▶ BRIEF
Return the data below exactly as given, except for the images.

▶ ENTRIES SHOWN
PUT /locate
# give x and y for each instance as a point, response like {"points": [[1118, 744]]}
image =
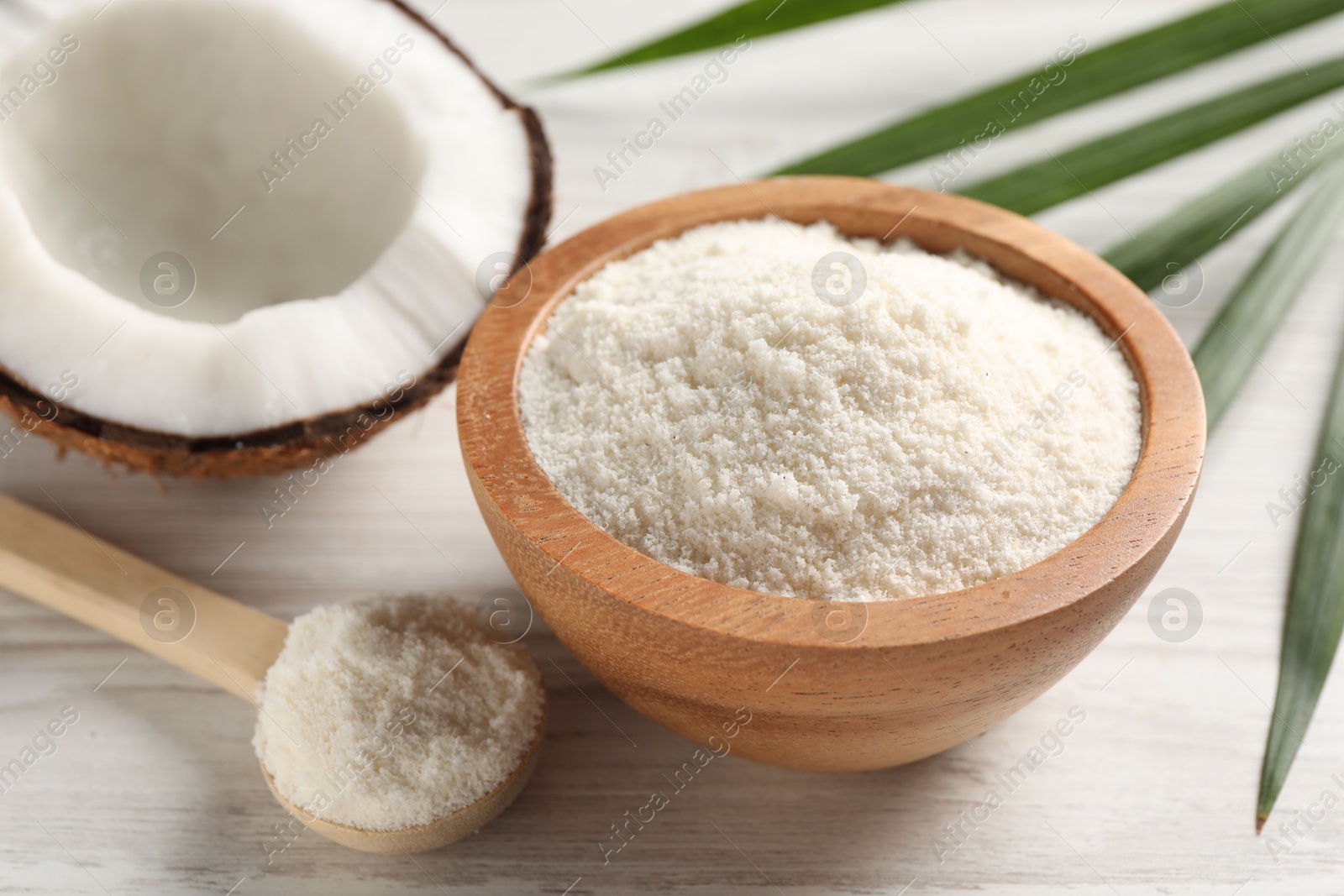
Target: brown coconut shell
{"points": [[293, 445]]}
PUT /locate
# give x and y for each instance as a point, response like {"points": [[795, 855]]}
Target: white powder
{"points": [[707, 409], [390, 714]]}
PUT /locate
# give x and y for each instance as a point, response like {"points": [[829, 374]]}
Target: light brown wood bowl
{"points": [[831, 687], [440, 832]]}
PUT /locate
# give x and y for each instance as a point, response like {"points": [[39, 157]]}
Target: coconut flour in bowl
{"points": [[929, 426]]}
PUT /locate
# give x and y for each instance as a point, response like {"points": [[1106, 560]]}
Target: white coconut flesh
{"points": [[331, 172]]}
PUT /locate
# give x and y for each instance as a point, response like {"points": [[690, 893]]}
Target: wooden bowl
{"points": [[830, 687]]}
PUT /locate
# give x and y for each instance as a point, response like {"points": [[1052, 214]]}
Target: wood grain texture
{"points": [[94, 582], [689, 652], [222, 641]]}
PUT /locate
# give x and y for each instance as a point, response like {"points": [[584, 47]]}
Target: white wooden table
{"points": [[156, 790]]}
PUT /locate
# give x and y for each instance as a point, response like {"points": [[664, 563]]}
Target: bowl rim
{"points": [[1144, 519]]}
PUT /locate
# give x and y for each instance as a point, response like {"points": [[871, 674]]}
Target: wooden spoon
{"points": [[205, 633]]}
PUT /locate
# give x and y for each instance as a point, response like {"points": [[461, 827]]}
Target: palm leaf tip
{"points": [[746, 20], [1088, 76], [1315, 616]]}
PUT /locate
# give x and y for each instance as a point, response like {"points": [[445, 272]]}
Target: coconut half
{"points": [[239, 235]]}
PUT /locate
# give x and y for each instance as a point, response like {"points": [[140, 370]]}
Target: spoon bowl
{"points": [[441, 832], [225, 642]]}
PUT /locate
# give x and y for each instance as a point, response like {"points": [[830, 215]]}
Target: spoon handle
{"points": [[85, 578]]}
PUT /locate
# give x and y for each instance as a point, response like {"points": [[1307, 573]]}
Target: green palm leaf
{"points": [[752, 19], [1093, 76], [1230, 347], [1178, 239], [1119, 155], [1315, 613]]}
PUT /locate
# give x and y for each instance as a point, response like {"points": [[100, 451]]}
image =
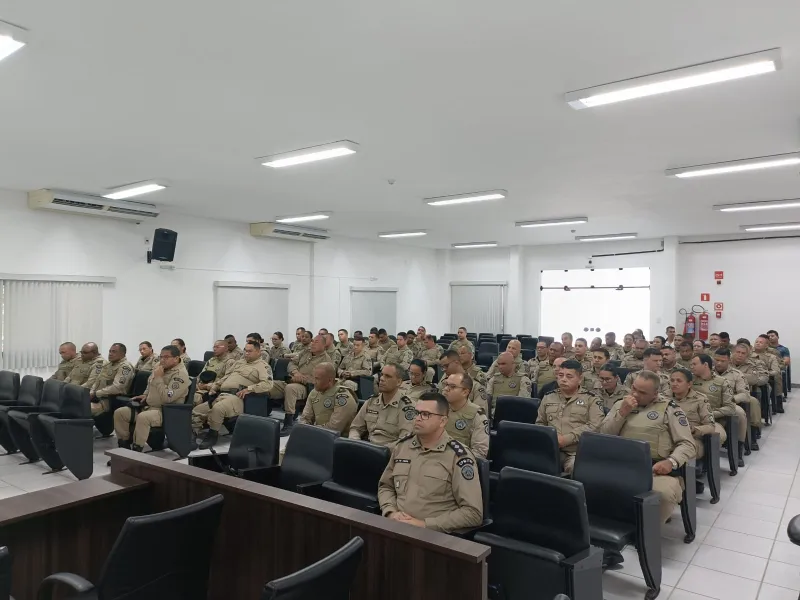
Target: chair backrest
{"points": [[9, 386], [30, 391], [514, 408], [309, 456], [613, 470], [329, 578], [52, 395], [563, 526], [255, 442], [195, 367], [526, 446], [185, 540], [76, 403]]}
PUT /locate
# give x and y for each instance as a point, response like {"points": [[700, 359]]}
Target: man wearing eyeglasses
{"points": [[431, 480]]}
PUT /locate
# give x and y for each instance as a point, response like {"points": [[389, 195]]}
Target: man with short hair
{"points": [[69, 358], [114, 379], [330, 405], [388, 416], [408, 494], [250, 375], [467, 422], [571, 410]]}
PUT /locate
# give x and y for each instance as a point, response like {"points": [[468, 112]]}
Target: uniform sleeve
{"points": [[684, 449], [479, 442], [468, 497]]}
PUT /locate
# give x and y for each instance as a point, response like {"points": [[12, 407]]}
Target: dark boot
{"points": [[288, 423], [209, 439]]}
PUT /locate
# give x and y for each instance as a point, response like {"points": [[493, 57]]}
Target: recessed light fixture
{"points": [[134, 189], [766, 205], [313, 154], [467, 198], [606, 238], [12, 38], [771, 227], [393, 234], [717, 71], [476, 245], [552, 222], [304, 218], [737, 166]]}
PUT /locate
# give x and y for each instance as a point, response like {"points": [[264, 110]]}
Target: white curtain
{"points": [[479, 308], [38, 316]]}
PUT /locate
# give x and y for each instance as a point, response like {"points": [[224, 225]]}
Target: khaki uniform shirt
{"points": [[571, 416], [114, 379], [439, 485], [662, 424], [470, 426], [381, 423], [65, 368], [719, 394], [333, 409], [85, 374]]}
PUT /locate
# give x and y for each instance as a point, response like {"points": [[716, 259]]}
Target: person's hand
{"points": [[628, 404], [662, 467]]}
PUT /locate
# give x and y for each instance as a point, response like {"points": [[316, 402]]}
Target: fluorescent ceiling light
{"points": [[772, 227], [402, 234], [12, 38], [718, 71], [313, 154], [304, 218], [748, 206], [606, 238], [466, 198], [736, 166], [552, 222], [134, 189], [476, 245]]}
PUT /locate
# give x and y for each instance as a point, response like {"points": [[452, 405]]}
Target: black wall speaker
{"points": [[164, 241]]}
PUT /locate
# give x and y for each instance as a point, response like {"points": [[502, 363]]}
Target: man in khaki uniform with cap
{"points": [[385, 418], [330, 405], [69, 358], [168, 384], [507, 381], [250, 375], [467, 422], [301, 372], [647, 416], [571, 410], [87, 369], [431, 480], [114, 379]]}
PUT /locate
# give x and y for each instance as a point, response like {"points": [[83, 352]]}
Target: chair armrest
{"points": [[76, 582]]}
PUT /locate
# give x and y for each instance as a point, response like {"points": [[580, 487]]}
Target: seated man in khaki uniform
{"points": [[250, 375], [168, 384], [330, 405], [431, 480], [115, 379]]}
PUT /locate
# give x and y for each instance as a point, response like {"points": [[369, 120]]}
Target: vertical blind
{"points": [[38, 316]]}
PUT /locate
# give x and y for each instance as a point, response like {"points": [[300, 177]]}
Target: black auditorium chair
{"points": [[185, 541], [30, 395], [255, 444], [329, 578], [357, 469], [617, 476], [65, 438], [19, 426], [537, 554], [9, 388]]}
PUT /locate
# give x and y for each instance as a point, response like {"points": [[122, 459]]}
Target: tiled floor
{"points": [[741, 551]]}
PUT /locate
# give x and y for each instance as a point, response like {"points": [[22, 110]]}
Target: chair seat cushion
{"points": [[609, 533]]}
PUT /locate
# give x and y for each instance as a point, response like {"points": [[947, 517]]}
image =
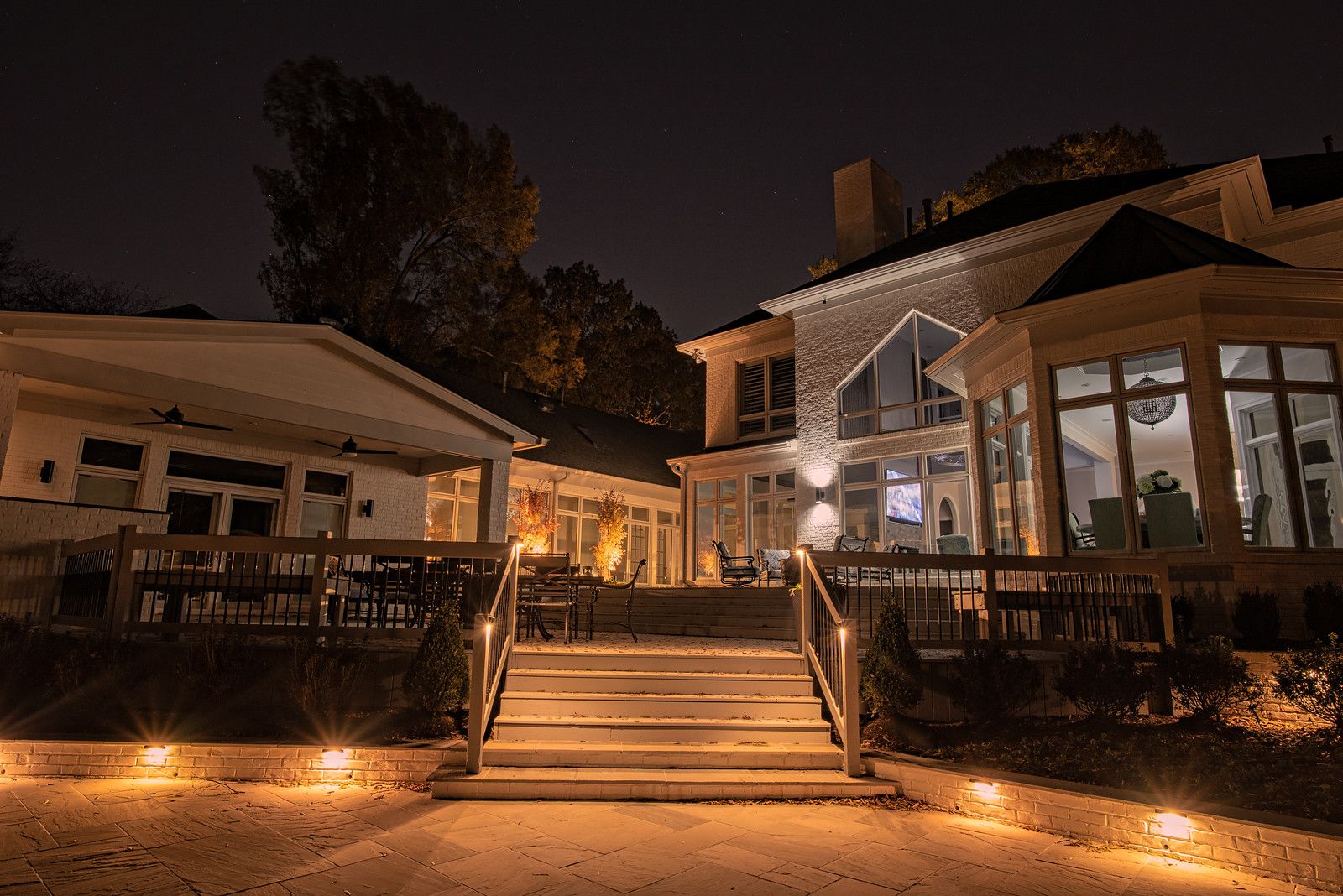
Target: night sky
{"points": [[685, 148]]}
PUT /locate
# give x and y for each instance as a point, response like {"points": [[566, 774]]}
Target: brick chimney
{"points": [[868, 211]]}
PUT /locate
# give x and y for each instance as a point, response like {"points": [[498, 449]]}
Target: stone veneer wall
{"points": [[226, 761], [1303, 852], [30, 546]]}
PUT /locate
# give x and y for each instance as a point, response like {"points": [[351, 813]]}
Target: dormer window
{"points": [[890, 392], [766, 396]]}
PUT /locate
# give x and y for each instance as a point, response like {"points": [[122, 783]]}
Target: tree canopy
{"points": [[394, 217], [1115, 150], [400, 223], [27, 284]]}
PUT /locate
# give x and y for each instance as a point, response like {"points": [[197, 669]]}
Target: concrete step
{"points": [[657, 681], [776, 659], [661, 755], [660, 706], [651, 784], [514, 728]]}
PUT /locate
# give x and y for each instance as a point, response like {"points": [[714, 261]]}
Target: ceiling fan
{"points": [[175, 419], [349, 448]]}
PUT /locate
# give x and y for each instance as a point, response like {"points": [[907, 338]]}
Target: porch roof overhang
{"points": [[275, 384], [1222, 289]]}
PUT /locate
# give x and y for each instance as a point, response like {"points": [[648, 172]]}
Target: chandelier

▶ RESPONSE BELOW
PUT /locate
# give x and y for each instance as a point, response like {"points": [[1118, 744]]}
image =
Target: brown coconut shell
{"points": [[293, 445]]}
PUT /locate
# give x and y for each instance as a point, response like {"points": [[795, 855]]}
Target: white powder
{"points": [[707, 409], [390, 714]]}
PUT /locate
# give x and y for each instance as a point, response like {"points": [[829, 374]]}
Target: light brown wood bowl
{"points": [[831, 687], [440, 832]]}
PUT /locate
# give x and y for each instance as a point, response like {"points": [[39, 157]]}
Target: coconut flour in bowl
{"points": [[929, 426]]}
PUT /locate
# give x and y for each instance as a point, response like {"points": [[1106, 560]]}
Target: white coconut flesh
{"points": [[331, 172]]}
PUT /locate
# give x and y for each instance as a point, response like {"points": [[690, 893]]}
Target: wooden bowl
{"points": [[830, 687]]}
PUT /locate
# give x and y for each instance as a point, response like {"points": [[1052, 214]]}
Target: wood grain texture
{"points": [[94, 582], [689, 652], [222, 641]]}
PUT /locate
# give x and y for each instance as a point, response like {"points": [[584, 47]]}
Target: white wooden table
{"points": [[156, 790]]}
PUT /locate
# give x and y for each instance as a point, response like {"points": [[664, 563]]}
Target: bowl rim
{"points": [[1144, 519]]}
PUT /locate
# give x and y for each instance as a point, response like {"points": [[871, 674]]}
Target: wooden spoon
{"points": [[205, 633]]}
PUT /locate
# give x and y for each instance as a point, response like {"points": [[461, 827]]}
Target: palm leaf tip
{"points": [[746, 20], [1088, 76], [1315, 616]]}
PUT /locate
# give x and y for each instance as a point, response like {"points": [[445, 272]]}
Target: coconut half
{"points": [[239, 235]]}
PUT /locate
# give x and y for each instance as a point, response like {"points": [[140, 370]]}
Target: spoon bowl
{"points": [[441, 832], [225, 642]]}
PUT /locate
# give x and y for each instance as a point, response like {"points": [[830, 215]]}
Target: spoon handle
{"points": [[85, 578]]}
PUT /locate
# give x and y for each instance as a point, response like {"points": [[1307, 573]]}
Target: green palm leaf
{"points": [[752, 19], [1093, 76], [1230, 347], [1178, 239], [1119, 155], [1315, 613]]}
PUT /locate
# give x and y for each instance as a point, response like {"points": [[100, 451]]}
image =
Target: chair backrest
{"points": [[9, 386], [30, 391], [514, 408], [309, 456], [613, 470], [329, 578], [52, 395], [563, 526], [255, 442], [195, 367], [526, 446], [185, 540], [76, 403]]}
PUT /locate
# give x and y for each instance as a point, response like {"points": [[700, 359]]}
Target: man wearing eyeglasses
{"points": [[431, 480]]}
PUT /locate
# give x and y for each instance as a point, response like {"points": [[389, 195]]}
Target: man with short hair
{"points": [[69, 358], [114, 379], [330, 405], [388, 416], [408, 494], [250, 375], [467, 422], [571, 410]]}
PUT /locate
# give x and y for each instance as a point, response like {"points": [[468, 112]]}
Target: uniform sleeve
{"points": [[684, 449], [479, 442], [468, 497]]}
PUT /locate
# give x and y for each instance as a point, response like {"points": [[12, 407]]}
Target: dark boot
{"points": [[288, 423], [209, 439]]}
PUT /locate
# give x and y for each instance as a point, response like {"points": [[493, 57]]}
Target: recessed light fixture
{"points": [[134, 189], [766, 205], [313, 154], [467, 198], [606, 238], [12, 38], [771, 227], [393, 234], [717, 71], [476, 245], [552, 222], [304, 218], [737, 166]]}
PUT /locate
# give x and y for each instance as a point, response like {"points": [[264, 110]]}
Target: white curtain
{"points": [[479, 308], [38, 316]]}
PUT /locate
# give x and y for each instance as a point, response like {"points": [[224, 225]]}
Target: khaki uniform shirt
{"points": [[571, 416], [114, 379], [439, 485], [662, 424], [470, 426], [381, 423], [65, 368], [719, 394], [333, 409], [85, 374]]}
PUT /locate
# give x and y for each instance as a point, response like {"points": [[716, 259]]}
Target: person's hand
{"points": [[628, 404], [662, 467]]}
PUT /locate
# give x and y for each instance as a point, response like {"points": [[316, 402]]}
Target: fluorescent ceiling light
{"points": [[772, 227], [402, 234], [12, 38], [718, 71], [313, 154], [304, 218], [748, 206], [606, 238], [466, 198], [736, 166], [552, 222], [134, 189], [476, 245]]}
PUT /locate
# give x and y for each instance as a point, response like {"points": [[452, 405]]}
Target: black wall speaker
{"points": [[164, 241]]}
PUT /locate
# give x and y for each instance as a point, response like {"points": [[502, 363]]}
Target: man in khaki uniform with cap
{"points": [[385, 418], [330, 405], [69, 358], [168, 384], [507, 381], [250, 375], [467, 422], [301, 372], [647, 416], [571, 410], [87, 369], [431, 480], [114, 379]]}
PUT /locate
# give x and y for each instance as a point, response like {"points": [[83, 352]]}
Target: chair armrest
{"points": [[76, 582]]}
PUT /locate
# give x and y for each instance as a point, response like {"points": [[580, 487]]}
Target: seated man in khaki uniform
{"points": [[250, 375], [168, 384], [330, 405], [431, 480], [115, 379]]}
PUT /locate
# give x and y for each instance as a point, response like {"points": [[369, 120]]}
Target: vertical blind
{"points": [[38, 316]]}
PUT /locate
# give x and y for each instance as a point, response like {"points": [[300, 177]]}
Target: black auditorium chair
{"points": [[185, 541], [30, 395], [255, 444], [329, 578], [357, 469], [617, 476], [65, 438], [19, 426], [537, 554], [9, 388]]}
PUT /locate
# give x and y for each instance as a point, response like {"points": [[122, 459]]}
Target: tiled floor
{"points": [[741, 551]]}
PUT /locate
# give x and y for each instance as a point, response like {"points": [[22, 110]]}
Target: chair seat cushion
{"points": [[609, 533]]}
PUT /locate
# give x and y for each instance as a point, response like {"points": [[947, 517]]}
image =
Target: night sky
{"points": [[685, 148]]}
PUT /locate
# give x and y for each instance as a point, response like {"points": [[566, 774]]}
Target: brick chimney
{"points": [[868, 211]]}
PUT /locate
# give x and y for each instance as a point, response like {"points": [[498, 449]]}
Target: stone veneer wall
{"points": [[226, 761], [1303, 852], [30, 546]]}
PUT /locate
# give x and y for each instance as a point, response like {"points": [[351, 813]]}
Target: dormer window
{"points": [[890, 392], [766, 396]]}
PUT /locate
# give x and y for each instance as a point, response like {"points": [[122, 783]]}
Target: tree canopy
{"points": [[394, 217], [1115, 150], [400, 223], [27, 284]]}
PUT /locate
# give x and y for each instance as a point, response like {"points": [[197, 669]]}
Target: concrete step
{"points": [[657, 681], [776, 659], [661, 755], [660, 706], [651, 784], [514, 728]]}
PUT /locate
# give x and y for each instance as a point, response like {"points": [[714, 261]]}
Target: ceiling fan
{"points": [[175, 419], [349, 448]]}
PUT /locate
# give x and y for each instance as a point, response like {"points": [[907, 338]]}
Target: porch roof overhang
{"points": [[275, 384], [1222, 289]]}
PUT /locate
# give x and y for each instance as a point, response like {"points": [[648, 172]]}
Target: chandelier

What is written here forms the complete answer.